## [Instrucciones y requisitos]
Enumere lo que, según el texto sobre el cambio climático que aparece más abajo, la conciencia ambiental no llega a inspirar en lugar de angustia y añoranza.

## [Texto fuente]
********************

Vivimos tiempos fragmentados y saturados: todo pasa en un solo espacio y en un solo momento. Pero esta sensación de hiperconectividad, generada por la aceleración de internet, es contradictoria, porque estamos aquí, ahora, prestando atención a lo que ocurre en otro lugar y otro tiempo. El cambio climático funciona así en cierta manera. Lo vivimos como un fenómeno fragmentado, diferido, como el presagio de tragedia siempre por venir y, a pesar de que no llega, que se atrasa en su consumación, nos rebasa. O, en palabras de Timothy Morton: “es el momento más significativo para todas las formas de vida en el planeta desde que los dinosaurios fueron extinguidos por el asteroide y no podemos verlo directamente, sólo lo percibimos en fragmentos espaciotemporales: nosotros somos el asteroide”. Sentimos que caemos, pero no sabemos hacia dónde. Esto a pesar de que, debido a los avances científicos y tecnológicos, los humanos tenemos, como nunca, una medida exacta de nuestro impacto en el medio ambiente; pero este conocimiento crea una culpa inconmensurable, es el nuevo pecado original. En lugar de inspirar reacciones, soluciones y solidaridades, esa conciencia ambiental sólo parece suscitar angustia y añoranza por un futuro mejor. El filósofo ambientalista Glenn Albrecht ha llamado a este sentimiento de impotencia y ansiedad generado por el cambio climático solastalgia.

********************

## [Datos recopilados]
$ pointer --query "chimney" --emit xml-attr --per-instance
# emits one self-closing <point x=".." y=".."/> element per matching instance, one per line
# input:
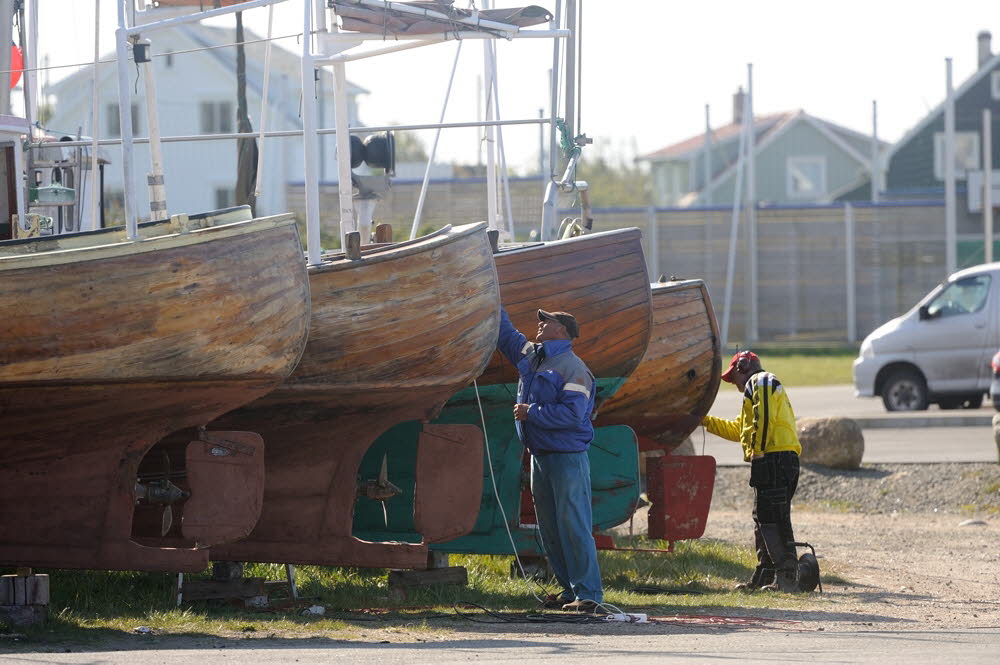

********************

## [Problema resuelto]
Reacciones, soluciones y solidaridades.